Exercício escrito A: Copie sem alterações o trecho do texto sobre a segurança nas escolas que começa em "À Lusa, o agente" e termina em "de 37 armas.".
Exercício escrito B: Escreva a continuação do texto sobre a segurança nas escolas, a partir da última frase apresentada.

Bloco de texto:
────────────────────

As denúncias de ilícitos em espaço escolar estão a diminuir, mas, mesmo assim, a PSP e a GNR registaram 6.422 ocorrências no ano letivo de 2017/2018. Lisboa é a zona do país com mais problemas: Quase 2.500 ilícitos chegaram ao conhecimento dos agentes policiais.
As equipas da Escola Segura da 4.º esquadra da PSP estão entre as que têm mais casos, sendo responsáveis por 116 escolas da cidade. A Lusa acompanhou durante um dia duas equipas desta esquadra e constatou que os pedidos de ajuda foram uma constante.
“Todas as escolas têm problemas - umas mais e outras menos - mas, muitas vezes, não passam cá para fora os problemas”.
“Há ocorrências que acontecem logo de manhã”, contou à Lusa o chefe João Cunha, coordenador da Escola Segura, a propósito do Dia Internacional da Não Violência e da Paz nas Escolas, que hoje se assinala, lembrando que o trabalho começa às 8:00, antes do toque de entrada para as aulas.
À Lusa, o agente Antero Correia desmistificou a ideia de que os problemas acontecem apenas nos estabelecimentos de ensino situados em zonas mais carenciadas: “Todas as escolas têm problemas - umas mais e outras menos - mas, muitas vezes, não passam cá para fora os problemas”.
A ideia é corroborada por João Cunha que recorda o dia de 2019 em que os agentes foram a uma escola secundária numa zona nobre de Lisboa fazer uma ação de sensibilização junto dos adolescentes para os perigos do tabaco e acabaram por fazer uma grande apreensão: várias armas brancas.
No seguimento desta apreensão, foi realizada uma busca domiciliária a um dos alunos e foram encontradas armas de fogo, entre as quais caçadeiras de canos serrados e revólveres.
No total, desta operação resultou a apreensão de 37 armas.
O chefe João Cunha garante que estas situações “não ocorrem todos os dias” e que o mais grave é perceber “a facilidade de aquisição de armas através de plataformas na internet”.
“Muitas vezes há conflitos nas escolas e a polícia nunca está presente”
Adérito Edengue é um dos alunos daquela escola e garante que o ambiente dentro da escola “é calmo”. O adolescente assume que tem colegas que gostam de fumar canábis, mas considera que isso “não é o problema”.
“No exterior é que é problemático”. Segundo o adolescente de 19 anos, os maiores problemas são provocados pelos estudantes de outra escola do mesmo agrupamento, situada a poucos metros.
“Muitas vezes há conflitos nas escolas e a polícia nunca está presente”, lamenta o jovem, dizendo que já houve casos em que “roubaram e bateram em miúdos do 7.º e 8.º anos”.
Os furtos, ofensas corporais, injúrias e ameaças estão precisamente entre os principais crimes registados na 4.º esquadra, refletindo um pouco os problemas das escolas de todo o país.

────────────────────

Dados fornecidos:

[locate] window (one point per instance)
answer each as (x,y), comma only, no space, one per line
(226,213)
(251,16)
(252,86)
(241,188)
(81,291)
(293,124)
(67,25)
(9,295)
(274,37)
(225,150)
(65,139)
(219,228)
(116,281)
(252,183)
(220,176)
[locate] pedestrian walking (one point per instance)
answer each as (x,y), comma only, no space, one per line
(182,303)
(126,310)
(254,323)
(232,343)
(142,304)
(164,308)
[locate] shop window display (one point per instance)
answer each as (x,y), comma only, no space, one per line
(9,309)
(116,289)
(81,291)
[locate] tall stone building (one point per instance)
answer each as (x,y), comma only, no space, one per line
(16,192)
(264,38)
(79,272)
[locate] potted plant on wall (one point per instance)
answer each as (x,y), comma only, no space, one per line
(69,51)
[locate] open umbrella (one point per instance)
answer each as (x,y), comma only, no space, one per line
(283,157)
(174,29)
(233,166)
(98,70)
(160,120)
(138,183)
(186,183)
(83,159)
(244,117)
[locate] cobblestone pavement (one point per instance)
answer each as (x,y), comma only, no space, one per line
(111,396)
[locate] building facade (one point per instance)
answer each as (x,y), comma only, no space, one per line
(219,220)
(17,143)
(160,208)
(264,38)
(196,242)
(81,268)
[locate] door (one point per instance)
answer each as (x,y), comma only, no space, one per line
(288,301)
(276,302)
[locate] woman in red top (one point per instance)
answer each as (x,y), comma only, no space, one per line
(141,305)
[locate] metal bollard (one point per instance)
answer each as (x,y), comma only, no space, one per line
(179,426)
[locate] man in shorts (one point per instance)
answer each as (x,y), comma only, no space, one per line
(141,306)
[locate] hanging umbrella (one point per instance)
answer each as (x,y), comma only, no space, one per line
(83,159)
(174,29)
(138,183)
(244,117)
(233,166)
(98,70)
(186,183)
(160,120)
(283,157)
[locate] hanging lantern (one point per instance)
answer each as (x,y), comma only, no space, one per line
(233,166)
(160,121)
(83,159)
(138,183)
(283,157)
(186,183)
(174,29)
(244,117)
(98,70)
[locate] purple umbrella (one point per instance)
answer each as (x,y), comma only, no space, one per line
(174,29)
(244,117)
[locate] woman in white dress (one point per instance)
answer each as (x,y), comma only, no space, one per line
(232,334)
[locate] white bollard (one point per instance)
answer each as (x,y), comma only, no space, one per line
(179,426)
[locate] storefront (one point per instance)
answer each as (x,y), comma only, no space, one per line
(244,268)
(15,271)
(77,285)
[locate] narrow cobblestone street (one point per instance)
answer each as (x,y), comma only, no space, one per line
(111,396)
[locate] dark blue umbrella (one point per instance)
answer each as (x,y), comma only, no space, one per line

────────────────────

Resposta correta A:
À Lusa, o agente Antero Correia desmistificou a ideia de que os problemas acontecem apenas nos estabelecimentos de ensino situados em zonas mais carenciadas: “Todas as escolas têm problemas - umas mais e outras menos - mas, muitas vezes, não passam cá para fora os problemas”.
A ideia é corroborada por João Cunha que recorda o dia de 2019 em que os agentes foram a uma escola secundária numa zona nobre de Lisboa fazer uma ação de sensibilização junto dos adolescentes para os perigos do tabaco e acabaram por fazer uma grande apreensão: várias armas brancas.
No seguimento desta apreensão, foi realizada uma busca domiciliária a um dos alunos e foram encontradas armas de fogo, entre as quais caçadeiras de canos serrados e revólveres.
No total, desta operação resultou a apreensão de 37 armas.

Resposta correta B:
Os oito agentes têm de se desdobrar entre ações de sensibilização e informação nas escolas, que estão previamente agendadas, e os pedidos de ajuda de algumas das 116 escolas que telefonam diretamente para os polícias de serviço.
O agente Antero Correia traz no bolso do casaco dois telemóveis sempre ligados: um é da Escola Segura e o outro da Universidade Segura, um projeto-piloto que pretende alargar ao ensino superior o programa que, há 18 anos, começou apenas nas escolas mais problemáticas do país.
Ao longo do dia o telemóvel da Escola Segura de Antero Correia tocou várias vezes: desacatos à porta de uma escola, um furto e um comportamento desadequado por parte de alunos foram algumas das chamadas a que a Lusa assistiu.
“Temos de estar preparados para responder às chamadas das escolas que são constantes”, frisou João Cunha.
“Em dez anos passou-se do ‘bullying’ para o ‘cyberbullying’”
O programa Escola Segura abrange mais de oito mil escolas frequentadas por mais de um milhão de alunos.
Entre as missões da PSP estão as ações preventivas junto dos alunos. O dia de Antero Correia e Filipa Gomes começou precisamente numa sala de aula de uma turma do 5.º ano para debater o problema da violência nas escolas.
Durante a ação, cinco alunos acabaram por admitir que já tinham sido vítimas de ‘bullying’, outro dos problemas que assola as escolas.
O agente Antero Correia reconhece que houve mudanças na forma de agredir e humilhar: “Em dez anos passou-se do ‘bullying’ para o ‘cyberbullying’”. O que significa que o crime passou a ser mais difícil de detetar, mas, por outro lado, agora há mais provas, porque tudo fica registado.
À Lusa, a delegada de turma Camila Guerra, de 10 anos, admitiu que gostaria de ser “uma embaixadora do ‘bullying’”, ou seja, alguém sempre disponível para ajudar os colegas.
Para Camila Guerra, as “aulas” com os polícias são muito interessantes e “os temas abordados são sempre importantes”: “Antes falámos do abuso sexual e agora é sobre violência nas escolas”, referiu.
O colega Bruno Fontes Lima diz que já falou sobre estes assuntos com os pais e com a professora, mas admite que quando é a polícia a abordar os temas “parece muito mais sério” e “importante”.
Também a professora e diretora de turma Sandra Lourenço acredita nos benefícios da presença da polícia, que tem uma experiência e forma de falar diferentes. Além disso, acrescenta, o facto de os polícias estarem próximos, na sala de aula, é “importante para percebem que os agentes são pessoas que estão do lado deles para os ajudar”.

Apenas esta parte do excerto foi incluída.